Sfakianakis-Verginis quantile estimator

Andrey Akinshin · 2021-03-09

There are dozens of different ways to estimate quantiles. One of these ways is to use the Sfakianakis-Verginis quantile estimator. To be more specific, it’s a family of three estimators. If we want to estimate the $p^\textrm{th}$ quantile of sample $X$, we can use one of the following equations:

$$ \begin{split} \operatorname{SV1}_p =& \frac{B_0}{2} \big( X_{(1)}+X_{(2)}-X_{(3)} \big) + \sum_{i=1}^{n} \frac{B_i+B_{i-1}}{2} X_{(i)} + \frac{B_n}{2} \big(- X_{(n-2)}+X_{(n-1)}-X_{(n)} \big),\\ \operatorname{SV2}_p =& \sum_{i=1}^{n} B_{i-1} X_{(i)} + B_n \cdot \big(2X_{(n)} - X_{(n-1)}\big),\\ \operatorname{SV3}_p =& \sum_{i=1}^n B_i X_{(i)} + B_0 \cdot \big(2X_{(1)}-X_{(2)}\big). \end{split} $$

where $B_i = B(i; n, p)$ is probability mass function of the binomial distribution $B(n, p)$, $X_{(i)}$ are order statistics of sample $X$.

In this post, I derive these equations following the paper “A new family of nonparametric quantile estimators” (2008) by Michael E. Sfakianakis and Dimitris G. Verginis. Also, I add some additional explanations, reconstruct missing steps, simplify the final equations, and provide reference implementations in C# and R.

Preparation

Consider sample $X = \{ X_1, X_2, \ldots, X_n \}$ ($n \geq 3$). Let $X_{(1)}, X_{(2)}, \ldots, X_{(n)}$ be the order statistics of this sample ($X_{(k)}$ is the $k^\textrm{th}$ smallest element). Now let’s build the following intervals:

$$ S_0 = \big(L, X_{(1)} \big),\; S_1 = \big[X_{(1)}, X_{(2)} \big), \ldots, S_{n-1} = \big[X_{(n-1)},X_{n} \big),\; S_{(n)} = \big[X_{(n)}, U \big) $$

where $L$ and $U$ are lower and upper bounds for $X$ values ($L$ and $U$ could be equal to $-\infty$ and $\infty$).

We want to estimate $p^\textrm{th}$ quantile $Q_p$. Obviously, $Q_p$ should belong to one of the $S_i$ intervals (because they cover all possible $Q_p$ values). With the help of $Q_p$, we can introduce variables $\delta_i$:

$$ \delta_i = \begin{cases} 1 & \textrm{if}\; X_i \leq Q_p,\\ 0 & \textrm{if}\; X_i > Q_p. \end{cases} $$

Since $Q_p$ is the $p^\textrm{th}$ quantile, the probability of $(X_i \leq Q_p)$ is $p$ and the probability of $(X_i > Q_p)$ is $1-p$. Thus, $\delta_i$ belongs to the bernoulli distribution: $\delta_i \sim \textrm{Bernoulli}(p)$.

_ _ _

REQUEST:
From the quantile estimator post, extract the passage that begins with the words containing "Andrey Akinshin ·" and ends with "of sample $X$.", copied without any change. The listing that comes next has no connection to the quantile estimator post.

DATA LISTING:
_ _ _

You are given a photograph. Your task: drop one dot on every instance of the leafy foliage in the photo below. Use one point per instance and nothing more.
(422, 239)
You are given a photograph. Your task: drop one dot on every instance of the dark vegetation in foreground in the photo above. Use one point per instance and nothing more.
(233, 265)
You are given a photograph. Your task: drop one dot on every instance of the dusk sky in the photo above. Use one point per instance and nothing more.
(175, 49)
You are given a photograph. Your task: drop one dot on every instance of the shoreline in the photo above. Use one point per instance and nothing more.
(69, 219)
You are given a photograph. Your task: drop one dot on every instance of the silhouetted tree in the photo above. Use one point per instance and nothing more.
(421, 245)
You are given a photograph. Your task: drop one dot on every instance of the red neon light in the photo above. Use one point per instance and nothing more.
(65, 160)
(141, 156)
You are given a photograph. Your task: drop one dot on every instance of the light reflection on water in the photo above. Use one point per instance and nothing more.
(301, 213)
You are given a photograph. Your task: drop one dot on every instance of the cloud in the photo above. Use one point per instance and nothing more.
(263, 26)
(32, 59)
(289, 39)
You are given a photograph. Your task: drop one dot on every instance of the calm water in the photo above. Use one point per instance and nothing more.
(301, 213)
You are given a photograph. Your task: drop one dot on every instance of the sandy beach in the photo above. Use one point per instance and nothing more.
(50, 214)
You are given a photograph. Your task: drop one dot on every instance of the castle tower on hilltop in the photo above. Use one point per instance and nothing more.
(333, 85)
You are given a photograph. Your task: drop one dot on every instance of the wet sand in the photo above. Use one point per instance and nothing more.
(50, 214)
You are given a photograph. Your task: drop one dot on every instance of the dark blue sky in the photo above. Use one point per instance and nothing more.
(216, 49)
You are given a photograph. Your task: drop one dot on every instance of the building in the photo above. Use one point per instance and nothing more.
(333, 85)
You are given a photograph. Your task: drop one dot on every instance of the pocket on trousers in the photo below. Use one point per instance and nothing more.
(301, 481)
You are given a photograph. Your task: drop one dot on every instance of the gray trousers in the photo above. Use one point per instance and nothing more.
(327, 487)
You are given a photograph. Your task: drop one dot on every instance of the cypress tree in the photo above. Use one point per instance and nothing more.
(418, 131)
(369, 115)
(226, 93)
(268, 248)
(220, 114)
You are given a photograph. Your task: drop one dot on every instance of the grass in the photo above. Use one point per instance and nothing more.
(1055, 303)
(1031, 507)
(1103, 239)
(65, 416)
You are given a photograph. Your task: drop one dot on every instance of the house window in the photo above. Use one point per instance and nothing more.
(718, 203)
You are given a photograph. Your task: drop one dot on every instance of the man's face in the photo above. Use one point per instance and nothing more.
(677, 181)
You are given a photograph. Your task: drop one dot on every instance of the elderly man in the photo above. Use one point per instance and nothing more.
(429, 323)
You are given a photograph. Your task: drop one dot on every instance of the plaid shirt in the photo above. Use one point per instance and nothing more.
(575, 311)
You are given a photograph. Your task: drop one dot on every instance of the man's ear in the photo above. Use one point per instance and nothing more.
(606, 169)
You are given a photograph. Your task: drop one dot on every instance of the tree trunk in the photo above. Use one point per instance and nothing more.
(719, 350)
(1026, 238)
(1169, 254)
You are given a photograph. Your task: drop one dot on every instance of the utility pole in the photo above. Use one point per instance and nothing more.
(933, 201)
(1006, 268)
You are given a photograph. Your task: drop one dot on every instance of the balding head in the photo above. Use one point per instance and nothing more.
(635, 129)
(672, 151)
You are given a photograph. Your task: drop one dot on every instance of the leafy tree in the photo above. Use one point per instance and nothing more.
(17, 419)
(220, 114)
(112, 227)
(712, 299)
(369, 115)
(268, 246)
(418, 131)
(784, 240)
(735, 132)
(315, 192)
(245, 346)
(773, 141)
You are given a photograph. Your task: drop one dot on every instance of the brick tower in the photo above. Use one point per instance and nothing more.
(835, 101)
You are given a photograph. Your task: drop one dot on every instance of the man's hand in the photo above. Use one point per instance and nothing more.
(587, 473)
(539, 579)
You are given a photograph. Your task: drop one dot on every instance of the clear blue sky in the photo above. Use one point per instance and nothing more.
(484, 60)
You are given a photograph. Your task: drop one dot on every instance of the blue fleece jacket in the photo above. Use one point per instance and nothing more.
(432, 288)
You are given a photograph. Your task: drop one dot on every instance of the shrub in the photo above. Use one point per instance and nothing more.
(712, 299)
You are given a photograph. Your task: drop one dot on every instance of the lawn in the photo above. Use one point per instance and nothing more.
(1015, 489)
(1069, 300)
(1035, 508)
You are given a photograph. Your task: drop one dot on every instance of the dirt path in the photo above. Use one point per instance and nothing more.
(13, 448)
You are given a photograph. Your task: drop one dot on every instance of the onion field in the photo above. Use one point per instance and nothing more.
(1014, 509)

_ _ _

TASK OUTPUT:
Andrey Akinshin · 2021-03-09

There are dozens of different ways to estimate quantiles. One of these ways is to use the Sfakianakis-Verginis quantile estimator. To be more specific, it’s a family of three estimators. If we want to estimate the $p^\textrm{th}$ quantile of sample $X$, we can use one of the following equations:

$$ \begin{split} \operatorname{SV1}_p =& \frac{B_0}{2} \big( X_{(1)}+X_{(2)}-X_{(3)} \big) + \sum_{i=1}^{n} \frac{B_i+B_{i-1}}{2} X_{(i)} + \frac{B_n}{2} \big(- X_{(n-2)}+X_{(n-1)}-X_{(n)} \big),\\ \operatorname{SV2}_p =& \sum_{i=1}^{n} B_{i-1} X_{(i)} + B_n \cdot \big(2X_{(n)} - X_{(n-1)}\big),\\ \operatorname{SV3}_p =& \sum_{i=1}^n B_i X_{(i)} + B_0 \cdot \big(2X_{(1)}-X_{(2)}\big). \end{split} $$

where $B_i = B(i; n, p)$ is probability mass function of the binomial distribution $B(n, p)$, $X_{(i)}$ are order statistics of sample $X$.